* _Extrait_:

________

Remi. Le Seigneur viendra certainement à votre secours, lorsque après avoir apaisé les flots des tentations, il vous donnera l'espoir d'échapper au danger par la protection dont il vous couvre; c'est ce qu'il fera aux approches de l'aurore, car, lorsque la fragilité humaine, comme assiégée par les épreuves, considère son peu de force, elle ne voit que ténèbres autour d'elle, mais si alors elle élève sa pensée vers le secours qui vient d'en haut, elle aperçoit aussitôt le lever du jour qui éclaire toute la veille du matin. - Rab. Il n'est point étonnant que le vent cesse au moment où le Seigneur monte dans la barque, car toutes les guerres s'apaisent bientôt dans tout coeur où le Seigneur est présent par sa grâce. - S. Hil. (can. 14). Le calme que Jésus rend aux vents et à la mer est une figure de cette paix et de cette tranquillité éternelles qu'il doit rendre à l'Église en revenant dans sa gloire. Et comme cet avènement sera beaucoup plus éclatant que le premier, tous s'écrient pleins d'admiration: «Vous êtes vraiment le Fils de Dieu», car tous proclameront alors d'une manière absolue et publique que le Fils de Dieu descendu sur la terre non plus dans l'humilité de la chair, mais au milieu de la gloire dont il est environné dans les cieux, a rendu la paix à son Église. - S. Aug. (Quest. évang., 2, 14). Nous voyons encore ici une figure de la manifestation éclatante qu'il fera de lui-même à ceux qui marchent ici-bas dans la foi et qui le verront alors tel qu'il est.

________

Reprenez le commentaire sur le calme rendu au vent et à la mer, en le poursuivant après sa dernière phrase.

* _Données fournies_:
________

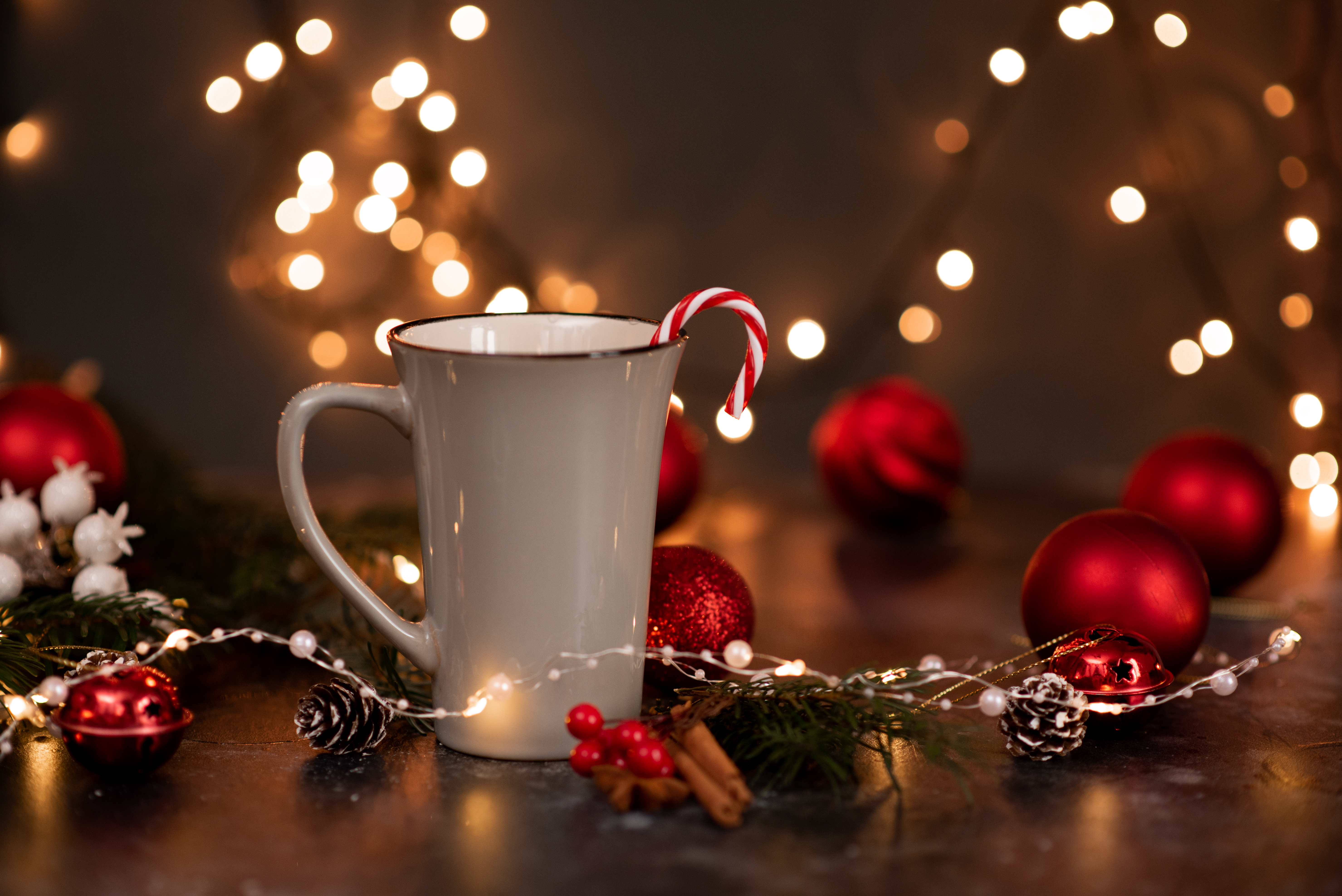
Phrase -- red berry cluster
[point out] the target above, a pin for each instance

________

* _Résultat_:
vv. 34-36

4434 Mt 14,34-36

Remi. L'Évangéliste nous a fait connaître précédemment l'ordre donné par le Seigneur à ses disciples de monter dans la barque et de le devancer au-delà du détroit. Il continue son récit et nous apprend où ils abordèrent après cette traversée: «Et ayant traversé le lac, ils vinrent dans la terre de Génézareth.

Rab. La terre de Genezar, qui s'étend sur les bords du lac de Génézareth, tire son nom de la nature même du lieu. Ce nom vient d'un mot grec qui signifie s'engendrant à elle-même le vent, parce que la surface du lac, toujours ridée, produit une brise continuelle.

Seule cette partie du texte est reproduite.